§ **REQUEST**:
Please recast the records below as a two-column CSV with the columns "input" and "output", one row per record, putting each record's text and its answer in a single quoted field with line breaks changed to spaces. Start with the first line of the records and go on through the line with "x=243, y=33".

§ **RECORDS FOR THE EXERCISE**:
---
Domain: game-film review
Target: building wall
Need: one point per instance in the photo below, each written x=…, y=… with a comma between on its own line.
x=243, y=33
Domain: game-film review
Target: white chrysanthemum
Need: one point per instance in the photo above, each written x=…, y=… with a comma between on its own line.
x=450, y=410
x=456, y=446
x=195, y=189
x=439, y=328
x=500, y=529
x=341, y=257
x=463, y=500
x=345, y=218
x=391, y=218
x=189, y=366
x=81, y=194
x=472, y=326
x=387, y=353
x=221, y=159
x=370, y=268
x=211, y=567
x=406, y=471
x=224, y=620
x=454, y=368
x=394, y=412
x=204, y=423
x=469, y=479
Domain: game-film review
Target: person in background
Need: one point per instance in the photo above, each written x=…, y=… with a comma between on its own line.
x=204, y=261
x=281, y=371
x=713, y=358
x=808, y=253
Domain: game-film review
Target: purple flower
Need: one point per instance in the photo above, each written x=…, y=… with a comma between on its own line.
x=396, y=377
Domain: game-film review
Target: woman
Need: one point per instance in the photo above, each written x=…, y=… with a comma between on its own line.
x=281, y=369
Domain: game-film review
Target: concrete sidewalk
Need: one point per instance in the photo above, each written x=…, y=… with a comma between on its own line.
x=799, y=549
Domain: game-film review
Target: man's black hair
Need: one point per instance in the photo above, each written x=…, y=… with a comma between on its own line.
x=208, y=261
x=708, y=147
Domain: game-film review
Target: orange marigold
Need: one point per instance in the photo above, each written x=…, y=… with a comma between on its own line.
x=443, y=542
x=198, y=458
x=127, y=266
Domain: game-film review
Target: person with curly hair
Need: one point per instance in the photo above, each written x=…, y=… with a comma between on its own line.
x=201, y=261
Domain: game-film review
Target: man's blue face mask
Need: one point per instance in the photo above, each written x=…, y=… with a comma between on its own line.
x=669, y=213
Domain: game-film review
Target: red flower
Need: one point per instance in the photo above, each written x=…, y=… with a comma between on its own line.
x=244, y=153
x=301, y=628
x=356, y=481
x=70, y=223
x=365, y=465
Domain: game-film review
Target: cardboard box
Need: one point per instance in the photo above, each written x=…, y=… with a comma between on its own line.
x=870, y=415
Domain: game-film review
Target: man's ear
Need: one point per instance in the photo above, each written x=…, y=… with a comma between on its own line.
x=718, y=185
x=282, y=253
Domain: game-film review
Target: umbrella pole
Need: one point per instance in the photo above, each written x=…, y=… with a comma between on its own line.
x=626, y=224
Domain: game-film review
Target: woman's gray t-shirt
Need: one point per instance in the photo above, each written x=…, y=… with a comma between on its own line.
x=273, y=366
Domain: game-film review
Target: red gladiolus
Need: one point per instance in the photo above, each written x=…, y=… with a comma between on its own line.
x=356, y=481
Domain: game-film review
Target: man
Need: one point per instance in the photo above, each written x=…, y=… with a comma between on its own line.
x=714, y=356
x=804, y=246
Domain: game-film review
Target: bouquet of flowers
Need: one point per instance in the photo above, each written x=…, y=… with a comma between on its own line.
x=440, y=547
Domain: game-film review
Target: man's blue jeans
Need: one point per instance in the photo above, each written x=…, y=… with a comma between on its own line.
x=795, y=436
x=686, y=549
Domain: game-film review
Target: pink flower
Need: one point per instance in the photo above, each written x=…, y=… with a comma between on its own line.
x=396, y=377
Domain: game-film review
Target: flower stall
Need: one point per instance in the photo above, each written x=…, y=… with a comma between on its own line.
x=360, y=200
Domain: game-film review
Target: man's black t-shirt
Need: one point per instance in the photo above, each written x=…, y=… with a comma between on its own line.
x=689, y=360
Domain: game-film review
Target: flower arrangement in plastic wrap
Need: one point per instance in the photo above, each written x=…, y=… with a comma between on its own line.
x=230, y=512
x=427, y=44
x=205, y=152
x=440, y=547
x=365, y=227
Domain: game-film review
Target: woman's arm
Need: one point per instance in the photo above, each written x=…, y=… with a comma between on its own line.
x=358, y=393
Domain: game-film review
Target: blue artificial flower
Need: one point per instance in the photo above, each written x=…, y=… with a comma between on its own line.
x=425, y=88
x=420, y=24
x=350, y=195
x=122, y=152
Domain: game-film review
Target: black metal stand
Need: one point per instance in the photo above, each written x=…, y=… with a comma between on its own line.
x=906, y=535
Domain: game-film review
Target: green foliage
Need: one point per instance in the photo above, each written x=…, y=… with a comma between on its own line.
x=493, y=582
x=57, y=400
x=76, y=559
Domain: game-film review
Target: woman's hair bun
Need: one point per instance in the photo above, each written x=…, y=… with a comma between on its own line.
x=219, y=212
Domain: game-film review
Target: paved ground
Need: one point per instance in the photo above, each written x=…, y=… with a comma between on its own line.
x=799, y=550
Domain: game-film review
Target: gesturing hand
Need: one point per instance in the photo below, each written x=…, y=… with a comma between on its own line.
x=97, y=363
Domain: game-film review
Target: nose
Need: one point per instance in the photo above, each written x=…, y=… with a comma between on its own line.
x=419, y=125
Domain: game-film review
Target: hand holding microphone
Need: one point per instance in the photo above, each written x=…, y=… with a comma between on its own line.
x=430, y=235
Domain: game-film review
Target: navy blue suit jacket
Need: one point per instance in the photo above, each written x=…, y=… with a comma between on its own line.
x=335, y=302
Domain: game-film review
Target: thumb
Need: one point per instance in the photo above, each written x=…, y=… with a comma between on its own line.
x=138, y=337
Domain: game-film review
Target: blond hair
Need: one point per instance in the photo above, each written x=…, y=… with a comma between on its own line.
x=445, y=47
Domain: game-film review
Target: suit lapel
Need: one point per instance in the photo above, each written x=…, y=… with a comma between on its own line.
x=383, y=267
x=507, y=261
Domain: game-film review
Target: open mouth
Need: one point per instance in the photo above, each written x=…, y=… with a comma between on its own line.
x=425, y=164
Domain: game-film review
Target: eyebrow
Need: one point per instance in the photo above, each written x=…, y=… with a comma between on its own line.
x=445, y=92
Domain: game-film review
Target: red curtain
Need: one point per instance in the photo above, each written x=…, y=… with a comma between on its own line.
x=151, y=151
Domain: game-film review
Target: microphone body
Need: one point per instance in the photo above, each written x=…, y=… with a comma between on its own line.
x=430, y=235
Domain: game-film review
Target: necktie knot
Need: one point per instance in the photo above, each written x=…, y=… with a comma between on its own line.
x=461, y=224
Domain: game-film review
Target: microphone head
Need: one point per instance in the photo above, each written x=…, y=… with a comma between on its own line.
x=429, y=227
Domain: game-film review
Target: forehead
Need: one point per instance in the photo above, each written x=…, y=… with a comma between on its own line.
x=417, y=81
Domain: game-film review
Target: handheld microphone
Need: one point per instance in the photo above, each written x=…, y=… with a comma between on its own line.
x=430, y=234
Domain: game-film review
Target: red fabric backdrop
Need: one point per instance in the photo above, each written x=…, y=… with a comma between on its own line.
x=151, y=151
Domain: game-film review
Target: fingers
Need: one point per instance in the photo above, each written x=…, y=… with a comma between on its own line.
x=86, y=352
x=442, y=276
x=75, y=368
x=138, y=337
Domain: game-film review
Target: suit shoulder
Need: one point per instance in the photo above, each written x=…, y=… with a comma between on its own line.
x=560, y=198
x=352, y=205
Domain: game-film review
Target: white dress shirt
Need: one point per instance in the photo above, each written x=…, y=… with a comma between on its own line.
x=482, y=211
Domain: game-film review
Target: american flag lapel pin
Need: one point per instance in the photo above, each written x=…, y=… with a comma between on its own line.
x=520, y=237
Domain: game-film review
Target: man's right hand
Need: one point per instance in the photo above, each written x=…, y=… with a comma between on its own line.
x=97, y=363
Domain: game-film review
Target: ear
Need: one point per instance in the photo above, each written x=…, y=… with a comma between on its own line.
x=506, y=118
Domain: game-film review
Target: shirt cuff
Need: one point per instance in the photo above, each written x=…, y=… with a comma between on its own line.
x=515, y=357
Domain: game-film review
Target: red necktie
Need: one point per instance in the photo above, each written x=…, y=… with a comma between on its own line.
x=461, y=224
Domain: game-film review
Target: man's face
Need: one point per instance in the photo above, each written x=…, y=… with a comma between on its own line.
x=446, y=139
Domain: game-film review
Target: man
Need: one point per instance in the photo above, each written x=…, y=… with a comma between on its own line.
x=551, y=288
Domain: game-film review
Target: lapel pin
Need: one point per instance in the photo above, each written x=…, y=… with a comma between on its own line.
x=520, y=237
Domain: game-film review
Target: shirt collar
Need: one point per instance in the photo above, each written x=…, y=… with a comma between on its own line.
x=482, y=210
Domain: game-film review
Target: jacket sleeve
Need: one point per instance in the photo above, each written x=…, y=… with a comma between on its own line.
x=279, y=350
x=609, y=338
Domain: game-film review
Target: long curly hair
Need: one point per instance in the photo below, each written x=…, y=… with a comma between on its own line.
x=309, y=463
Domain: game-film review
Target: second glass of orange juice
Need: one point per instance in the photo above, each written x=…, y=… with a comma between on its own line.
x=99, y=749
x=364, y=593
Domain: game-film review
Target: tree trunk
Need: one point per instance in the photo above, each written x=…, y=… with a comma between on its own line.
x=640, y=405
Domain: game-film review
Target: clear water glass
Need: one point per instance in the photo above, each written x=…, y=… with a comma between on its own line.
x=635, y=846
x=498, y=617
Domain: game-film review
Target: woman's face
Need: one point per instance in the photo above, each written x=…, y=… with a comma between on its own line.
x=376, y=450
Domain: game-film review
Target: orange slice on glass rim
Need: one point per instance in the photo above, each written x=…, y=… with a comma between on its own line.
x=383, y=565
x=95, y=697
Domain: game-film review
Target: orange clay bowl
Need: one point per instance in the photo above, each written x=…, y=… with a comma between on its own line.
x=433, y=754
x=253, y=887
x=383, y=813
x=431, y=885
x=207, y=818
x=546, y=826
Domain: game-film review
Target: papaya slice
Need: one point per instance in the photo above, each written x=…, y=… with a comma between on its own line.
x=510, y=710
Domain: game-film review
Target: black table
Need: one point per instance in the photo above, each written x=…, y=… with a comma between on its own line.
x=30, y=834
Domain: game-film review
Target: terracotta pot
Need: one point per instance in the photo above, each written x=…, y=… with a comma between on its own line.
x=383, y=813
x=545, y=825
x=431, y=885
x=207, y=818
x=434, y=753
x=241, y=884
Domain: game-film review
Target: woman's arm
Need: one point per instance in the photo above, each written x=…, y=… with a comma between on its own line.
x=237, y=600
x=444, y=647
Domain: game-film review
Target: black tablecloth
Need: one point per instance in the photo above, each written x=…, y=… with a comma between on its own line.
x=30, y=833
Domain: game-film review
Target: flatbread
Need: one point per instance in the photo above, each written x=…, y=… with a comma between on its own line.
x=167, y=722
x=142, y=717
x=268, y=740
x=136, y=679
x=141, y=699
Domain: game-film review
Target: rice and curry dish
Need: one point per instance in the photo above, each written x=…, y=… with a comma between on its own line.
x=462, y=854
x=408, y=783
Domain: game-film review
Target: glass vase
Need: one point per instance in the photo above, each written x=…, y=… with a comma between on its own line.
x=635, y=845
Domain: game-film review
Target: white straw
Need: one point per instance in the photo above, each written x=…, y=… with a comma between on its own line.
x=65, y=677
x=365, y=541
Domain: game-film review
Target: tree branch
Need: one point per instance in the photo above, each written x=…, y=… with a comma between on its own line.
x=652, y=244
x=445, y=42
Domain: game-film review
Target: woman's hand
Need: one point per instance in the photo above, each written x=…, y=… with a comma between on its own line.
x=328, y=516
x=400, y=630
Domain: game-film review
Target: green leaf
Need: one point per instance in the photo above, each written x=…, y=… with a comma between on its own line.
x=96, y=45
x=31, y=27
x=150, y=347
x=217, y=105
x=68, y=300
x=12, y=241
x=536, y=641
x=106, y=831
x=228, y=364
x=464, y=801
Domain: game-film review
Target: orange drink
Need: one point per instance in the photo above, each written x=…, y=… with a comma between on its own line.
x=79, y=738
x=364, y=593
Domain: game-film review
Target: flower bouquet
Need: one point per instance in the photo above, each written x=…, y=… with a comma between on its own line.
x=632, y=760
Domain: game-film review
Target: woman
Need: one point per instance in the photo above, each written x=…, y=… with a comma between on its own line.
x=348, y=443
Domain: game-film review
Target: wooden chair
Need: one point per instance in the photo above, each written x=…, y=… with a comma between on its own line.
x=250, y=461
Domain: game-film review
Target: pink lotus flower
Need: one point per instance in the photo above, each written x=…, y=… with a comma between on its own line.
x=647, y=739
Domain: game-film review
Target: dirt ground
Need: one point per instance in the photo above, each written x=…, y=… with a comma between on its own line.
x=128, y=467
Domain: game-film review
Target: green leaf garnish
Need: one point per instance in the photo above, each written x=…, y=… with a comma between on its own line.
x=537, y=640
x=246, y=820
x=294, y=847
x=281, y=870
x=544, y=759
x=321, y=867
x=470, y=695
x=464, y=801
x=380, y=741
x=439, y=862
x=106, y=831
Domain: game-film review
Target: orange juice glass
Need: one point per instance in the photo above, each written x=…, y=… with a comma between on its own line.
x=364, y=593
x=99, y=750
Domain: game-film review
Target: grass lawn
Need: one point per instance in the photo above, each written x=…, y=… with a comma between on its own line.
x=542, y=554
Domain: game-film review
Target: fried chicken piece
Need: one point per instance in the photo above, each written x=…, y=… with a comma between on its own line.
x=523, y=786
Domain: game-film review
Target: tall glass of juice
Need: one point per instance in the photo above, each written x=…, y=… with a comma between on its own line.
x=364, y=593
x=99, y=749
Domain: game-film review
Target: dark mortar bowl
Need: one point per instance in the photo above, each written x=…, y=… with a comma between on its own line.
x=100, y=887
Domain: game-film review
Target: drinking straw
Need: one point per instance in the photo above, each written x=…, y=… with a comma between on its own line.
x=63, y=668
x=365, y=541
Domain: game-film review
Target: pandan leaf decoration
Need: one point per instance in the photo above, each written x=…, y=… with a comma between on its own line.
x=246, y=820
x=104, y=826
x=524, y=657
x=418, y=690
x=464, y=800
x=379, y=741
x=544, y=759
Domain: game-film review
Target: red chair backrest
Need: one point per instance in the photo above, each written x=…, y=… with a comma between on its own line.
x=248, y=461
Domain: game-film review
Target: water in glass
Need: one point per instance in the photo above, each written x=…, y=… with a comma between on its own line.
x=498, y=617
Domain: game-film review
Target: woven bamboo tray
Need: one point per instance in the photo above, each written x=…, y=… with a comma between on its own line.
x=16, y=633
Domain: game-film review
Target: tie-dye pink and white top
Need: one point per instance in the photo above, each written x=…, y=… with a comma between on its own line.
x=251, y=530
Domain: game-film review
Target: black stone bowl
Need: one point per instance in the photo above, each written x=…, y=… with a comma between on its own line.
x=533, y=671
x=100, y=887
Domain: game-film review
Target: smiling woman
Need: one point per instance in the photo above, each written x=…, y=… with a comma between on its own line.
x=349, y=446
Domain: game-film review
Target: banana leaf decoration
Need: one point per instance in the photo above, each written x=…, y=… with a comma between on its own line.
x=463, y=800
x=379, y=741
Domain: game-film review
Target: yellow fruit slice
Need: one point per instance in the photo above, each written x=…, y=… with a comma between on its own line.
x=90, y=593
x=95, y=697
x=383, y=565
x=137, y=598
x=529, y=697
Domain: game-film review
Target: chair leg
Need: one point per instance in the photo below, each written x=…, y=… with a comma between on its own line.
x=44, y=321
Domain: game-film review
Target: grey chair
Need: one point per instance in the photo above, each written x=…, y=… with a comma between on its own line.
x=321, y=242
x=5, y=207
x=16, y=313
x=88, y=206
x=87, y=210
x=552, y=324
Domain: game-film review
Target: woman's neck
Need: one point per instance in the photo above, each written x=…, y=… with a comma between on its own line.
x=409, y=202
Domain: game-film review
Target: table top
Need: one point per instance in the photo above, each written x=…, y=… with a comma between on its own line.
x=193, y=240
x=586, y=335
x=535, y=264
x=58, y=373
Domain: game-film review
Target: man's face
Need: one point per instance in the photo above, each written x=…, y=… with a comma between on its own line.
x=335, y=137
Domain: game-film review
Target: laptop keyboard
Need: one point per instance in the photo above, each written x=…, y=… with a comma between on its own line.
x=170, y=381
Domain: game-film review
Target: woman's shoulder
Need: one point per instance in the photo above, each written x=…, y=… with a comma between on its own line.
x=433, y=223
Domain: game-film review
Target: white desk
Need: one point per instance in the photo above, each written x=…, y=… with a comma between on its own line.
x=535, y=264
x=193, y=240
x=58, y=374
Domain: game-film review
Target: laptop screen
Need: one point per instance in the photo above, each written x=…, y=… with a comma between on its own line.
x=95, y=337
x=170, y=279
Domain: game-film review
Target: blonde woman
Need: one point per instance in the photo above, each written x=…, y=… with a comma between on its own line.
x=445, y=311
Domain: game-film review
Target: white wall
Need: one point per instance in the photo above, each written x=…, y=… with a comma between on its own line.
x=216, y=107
---
§ **WRITTEN SOLUTION**:
input,output
"Domain: game-film review Target: building wall Need: one point per instance in the photo below, each written x=…, y=… with a comma between on its own line.","x=243, y=33"